What is required =
Rescale the rows from the line with "mound in this photo and return bounding boxes" up to and including the line with "top-left (201, 116), bottom-right (213, 132)". Reproduce only those lines, requests included, multiplying each bounding-box coordinate in the answers by 2.25 and rounding to whole numbers with halves rounded up, while the requests and their format samples stay unchanged.

--- begin Items ---

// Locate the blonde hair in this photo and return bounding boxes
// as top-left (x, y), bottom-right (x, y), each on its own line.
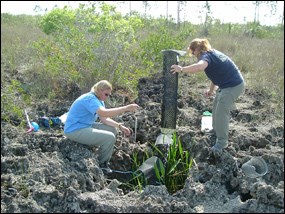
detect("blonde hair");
top-left (91, 80), bottom-right (112, 94)
top-left (187, 38), bottom-right (212, 55)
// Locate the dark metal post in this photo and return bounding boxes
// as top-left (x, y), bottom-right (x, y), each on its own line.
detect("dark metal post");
top-left (161, 50), bottom-right (186, 130)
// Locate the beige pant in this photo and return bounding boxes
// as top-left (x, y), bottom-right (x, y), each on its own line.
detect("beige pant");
top-left (64, 123), bottom-right (117, 164)
top-left (212, 83), bottom-right (245, 148)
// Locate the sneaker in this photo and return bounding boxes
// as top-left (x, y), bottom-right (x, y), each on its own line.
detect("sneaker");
top-left (211, 144), bottom-right (223, 156)
top-left (100, 162), bottom-right (112, 174)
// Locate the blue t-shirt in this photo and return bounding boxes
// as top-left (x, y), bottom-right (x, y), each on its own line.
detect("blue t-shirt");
top-left (64, 92), bottom-right (105, 133)
top-left (199, 50), bottom-right (244, 88)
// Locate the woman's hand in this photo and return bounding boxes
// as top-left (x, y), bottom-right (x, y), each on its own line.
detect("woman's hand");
top-left (127, 103), bottom-right (140, 111)
top-left (205, 90), bottom-right (214, 97)
top-left (119, 125), bottom-right (132, 137)
top-left (170, 65), bottom-right (182, 74)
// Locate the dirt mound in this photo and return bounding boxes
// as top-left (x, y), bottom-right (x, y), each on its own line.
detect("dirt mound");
top-left (1, 74), bottom-right (284, 213)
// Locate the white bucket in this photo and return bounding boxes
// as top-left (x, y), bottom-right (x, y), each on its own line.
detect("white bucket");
top-left (201, 116), bottom-right (213, 132)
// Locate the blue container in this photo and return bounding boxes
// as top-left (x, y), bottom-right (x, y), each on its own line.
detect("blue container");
top-left (31, 122), bottom-right (40, 132)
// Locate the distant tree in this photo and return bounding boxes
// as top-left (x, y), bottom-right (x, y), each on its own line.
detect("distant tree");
top-left (253, 1), bottom-right (278, 23)
top-left (142, 1), bottom-right (151, 18)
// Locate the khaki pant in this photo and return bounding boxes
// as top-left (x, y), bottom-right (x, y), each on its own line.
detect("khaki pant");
top-left (212, 83), bottom-right (245, 148)
top-left (64, 123), bottom-right (117, 164)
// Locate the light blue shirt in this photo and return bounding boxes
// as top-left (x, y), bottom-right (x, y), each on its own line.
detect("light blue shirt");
top-left (64, 92), bottom-right (105, 133)
top-left (199, 50), bottom-right (244, 88)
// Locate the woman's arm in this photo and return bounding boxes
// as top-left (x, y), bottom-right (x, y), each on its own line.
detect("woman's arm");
top-left (171, 60), bottom-right (208, 74)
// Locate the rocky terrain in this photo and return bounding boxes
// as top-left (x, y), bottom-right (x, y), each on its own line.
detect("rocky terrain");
top-left (1, 71), bottom-right (284, 213)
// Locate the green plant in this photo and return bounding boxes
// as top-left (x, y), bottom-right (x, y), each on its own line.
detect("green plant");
top-left (131, 133), bottom-right (193, 193)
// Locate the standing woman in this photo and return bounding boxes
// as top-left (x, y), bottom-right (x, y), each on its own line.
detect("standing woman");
top-left (171, 38), bottom-right (245, 155)
top-left (64, 80), bottom-right (139, 171)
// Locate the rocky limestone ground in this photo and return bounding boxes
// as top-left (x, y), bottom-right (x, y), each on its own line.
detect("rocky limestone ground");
top-left (1, 71), bottom-right (284, 213)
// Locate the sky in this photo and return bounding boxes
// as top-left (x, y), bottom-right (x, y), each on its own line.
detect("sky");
top-left (1, 1), bottom-right (284, 25)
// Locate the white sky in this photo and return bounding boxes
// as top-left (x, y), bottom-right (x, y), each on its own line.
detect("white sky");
top-left (1, 1), bottom-right (284, 25)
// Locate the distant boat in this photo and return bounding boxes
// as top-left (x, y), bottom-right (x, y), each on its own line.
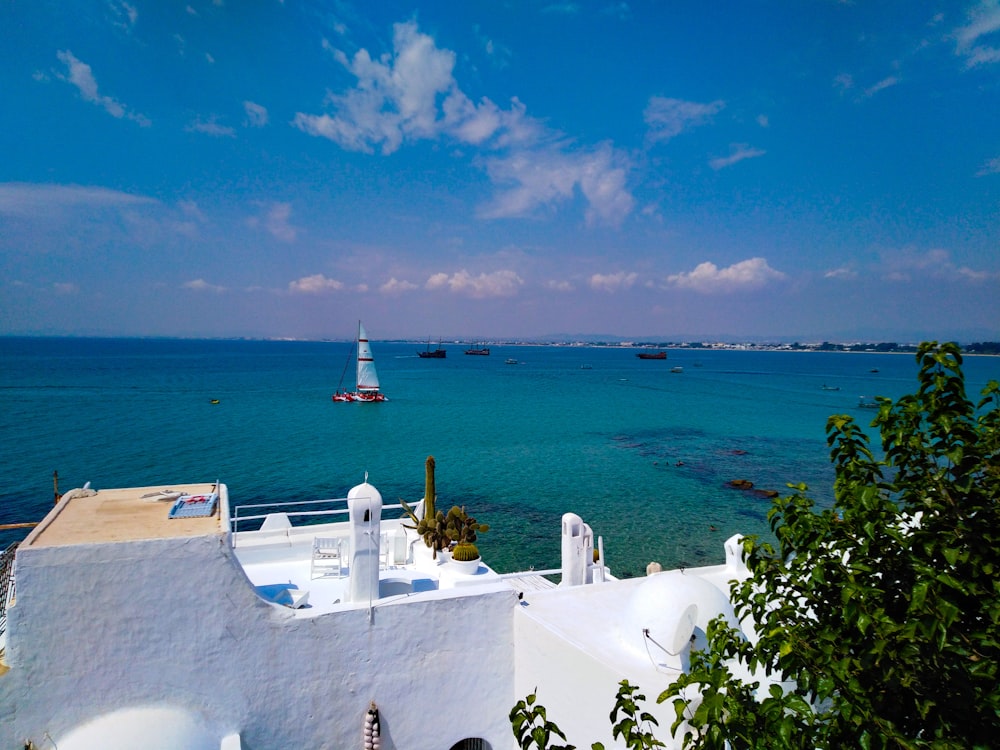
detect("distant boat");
top-left (331, 320), bottom-right (388, 403)
top-left (417, 340), bottom-right (448, 359)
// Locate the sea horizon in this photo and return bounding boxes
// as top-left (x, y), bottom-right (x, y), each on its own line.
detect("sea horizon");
top-left (0, 336), bottom-right (1000, 576)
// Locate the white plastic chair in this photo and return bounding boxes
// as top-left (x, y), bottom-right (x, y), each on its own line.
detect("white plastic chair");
top-left (309, 537), bottom-right (345, 578)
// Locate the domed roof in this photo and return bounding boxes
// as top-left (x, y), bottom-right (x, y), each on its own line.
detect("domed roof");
top-left (347, 481), bottom-right (382, 505)
top-left (59, 706), bottom-right (229, 750)
top-left (621, 571), bottom-right (739, 668)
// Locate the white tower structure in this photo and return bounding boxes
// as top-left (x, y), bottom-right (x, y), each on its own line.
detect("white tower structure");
top-left (347, 482), bottom-right (382, 602)
top-left (559, 513), bottom-right (594, 586)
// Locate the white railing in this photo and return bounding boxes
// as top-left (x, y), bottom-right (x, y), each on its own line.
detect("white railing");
top-left (229, 497), bottom-right (403, 533)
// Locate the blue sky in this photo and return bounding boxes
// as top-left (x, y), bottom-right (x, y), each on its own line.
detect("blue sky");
top-left (0, 0), bottom-right (1000, 341)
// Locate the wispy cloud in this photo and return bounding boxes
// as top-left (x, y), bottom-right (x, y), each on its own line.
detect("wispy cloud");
top-left (184, 115), bottom-right (236, 138)
top-left (976, 156), bottom-right (1000, 177)
top-left (865, 76), bottom-right (899, 99)
top-left (479, 144), bottom-right (635, 225)
top-left (589, 271), bottom-right (639, 292)
top-left (243, 101), bottom-right (268, 128)
top-left (425, 269), bottom-right (524, 299)
top-left (247, 203), bottom-right (298, 242)
top-left (643, 96), bottom-right (726, 143)
top-left (56, 50), bottom-right (150, 127)
top-left (953, 0), bottom-right (1000, 68)
top-left (667, 258), bottom-right (786, 294)
top-left (181, 279), bottom-right (226, 294)
top-left (378, 276), bottom-right (420, 297)
top-left (708, 143), bottom-right (767, 171)
top-left (288, 273), bottom-right (344, 294)
top-left (880, 247), bottom-right (1000, 283)
top-left (0, 182), bottom-right (157, 217)
top-left (823, 266), bottom-right (858, 281)
top-left (544, 279), bottom-right (573, 292)
top-left (108, 0), bottom-right (139, 32)
top-left (292, 21), bottom-right (634, 225)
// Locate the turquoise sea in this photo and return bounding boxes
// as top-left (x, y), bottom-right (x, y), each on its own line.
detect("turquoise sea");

--- end Items ---

Written answer =
// Locate the dirt mound in this photo and return bounding boxes
// as top-left (x, y), bottom-right (x, y), each on its own line.
detect("dirt mound");
top-left (2, 167), bottom-right (639, 479)
// Locate the white bucket in this photo and return bounding boxes
// as top-left (x, y), bottom-right (x, y), each on its own line.
detect("white bucket");
top-left (452, 261), bottom-right (479, 297)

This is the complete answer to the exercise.